Directions for this task:
In the passage on conditional GET below, extract the text from "A more precise" up to and including "has not changed.".

Excerpted passage:

When a server implements conditional GET, it uses extra headers with
each response to notify the client. There are two headers involved,
and the server can use either or both together, in case the client
only supports one. Cache supports both headers.

Although timestamps are an imprecise way to detect change, since the
time on different servers in a pool might vary slightly, they are
simple to work with. The Last-Modified header contains a timestamp
value that indicates when the feed contents last changed. The client
sends the timestamp back to the server in the next request as
If-Modified-Since. The server then compares the dates to determine
if the feed has been modified since the last request from the client.

A more precise way to determine if the feed has changed is to use an
Entity Tag in the ETag header. An ETag is a hashed
representation of the feed state, or of a value the server can use to
quickly determine if the feed has been updated. The data and algorithm
for computing the hash is left up to the server, but it should be less
expensive than returning the feed contents or there won’t be any
performance gains. When the client sees an ETag header, it can
send the associated value back to the server with the next request in
the If-None-Match request header. When the server sees
If-None-Match, it computes the current hash and compares it to the
value sent by the client. If they match, the feed has not changed.

When using either ETag or modification timestamps, if the server
determines that the feed has not been updated since the previous
request, it returns a response code of 304, or “Not Modified” and
includes nothing in the body of the response. When it sees the 304
status in the response from the server, the client should reuse the
version of the feed it already has.

Creating a Test Server

In order to write correct tests to exercise conditional GET in
feedcache, more control over the server would be important. The
feedburner URL used in the earlier tests might be down, or return
different data if a feed was updated. It would be necessary for the
server to respond reliably with data the test code knew in advance,
and to be sure it would not stop responding if it was queried too
often by the tests. The tests also control which of the headers
(ETag or If-Modified-Since) was used to determine if the feed
had changed, so both methods could be tested independently. The
solution was to write a small test HTTP server that could be managed
by the unit tests and configured as needed. Creating the test server
was easy, using a few standard library modules.

The test server code, along with a base class for unit tests that use
it, can be found in Listing 6. The TestHTTPServer (line 91) is
derived from BaseHTTPServer.HTTPServer. The serve_forever()

Dataset rows:
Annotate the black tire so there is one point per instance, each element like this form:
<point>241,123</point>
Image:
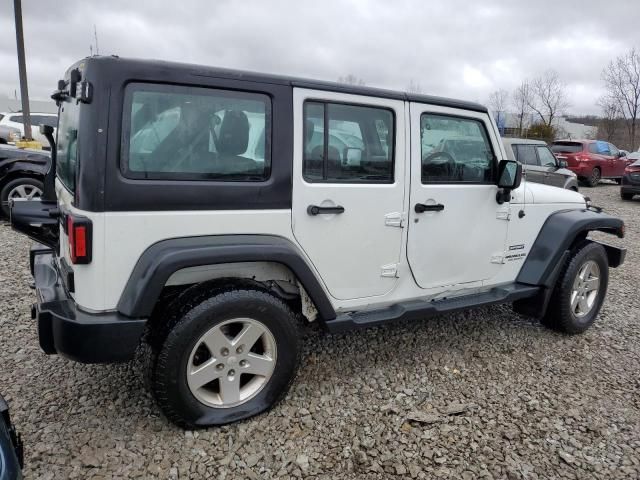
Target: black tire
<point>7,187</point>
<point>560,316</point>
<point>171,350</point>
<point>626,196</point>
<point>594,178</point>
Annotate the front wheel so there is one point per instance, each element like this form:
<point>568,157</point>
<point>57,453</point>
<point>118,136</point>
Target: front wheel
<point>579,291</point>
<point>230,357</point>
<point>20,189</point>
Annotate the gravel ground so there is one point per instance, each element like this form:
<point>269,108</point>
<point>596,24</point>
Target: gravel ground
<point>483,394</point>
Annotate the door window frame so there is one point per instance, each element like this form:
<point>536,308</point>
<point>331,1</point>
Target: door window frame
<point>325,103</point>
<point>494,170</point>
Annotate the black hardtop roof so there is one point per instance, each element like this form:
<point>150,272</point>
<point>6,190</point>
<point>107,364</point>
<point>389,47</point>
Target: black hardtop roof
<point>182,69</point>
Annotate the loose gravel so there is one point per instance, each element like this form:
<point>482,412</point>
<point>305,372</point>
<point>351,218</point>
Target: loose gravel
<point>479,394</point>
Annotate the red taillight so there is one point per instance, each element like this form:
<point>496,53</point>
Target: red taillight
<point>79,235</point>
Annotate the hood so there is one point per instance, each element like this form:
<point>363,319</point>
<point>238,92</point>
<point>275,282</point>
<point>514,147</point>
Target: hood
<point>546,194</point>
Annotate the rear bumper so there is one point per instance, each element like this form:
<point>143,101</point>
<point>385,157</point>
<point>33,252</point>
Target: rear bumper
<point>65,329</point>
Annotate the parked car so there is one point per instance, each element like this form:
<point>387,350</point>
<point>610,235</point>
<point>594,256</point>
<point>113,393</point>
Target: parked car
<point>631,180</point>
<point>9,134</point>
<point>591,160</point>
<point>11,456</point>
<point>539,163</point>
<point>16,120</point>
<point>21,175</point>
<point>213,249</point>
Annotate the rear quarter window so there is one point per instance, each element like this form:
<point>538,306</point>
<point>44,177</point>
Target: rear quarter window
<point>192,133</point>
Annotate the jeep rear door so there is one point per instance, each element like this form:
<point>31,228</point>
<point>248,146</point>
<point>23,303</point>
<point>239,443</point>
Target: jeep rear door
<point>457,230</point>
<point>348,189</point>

Reply:
A more precise way to determine if the feed has changed is to use an
Entity Tag in the ETag header. An ETag is a hashed
representation of the feed state, or of a value the server can use to
quickly determine if the feed has been updated. The data and algorithm
for computing the hash is left up to the server, but it should be less
expensive than returning the feed contents or there won’t be any
performance gains. When the client sees an ETag header, it can
send the associated value back to the server with the next request in
the If-None-Match request header. When the server sees
If-None-Match, it computes the current hash and compares it to the
value sent by the client. If they match, the feed has not changed.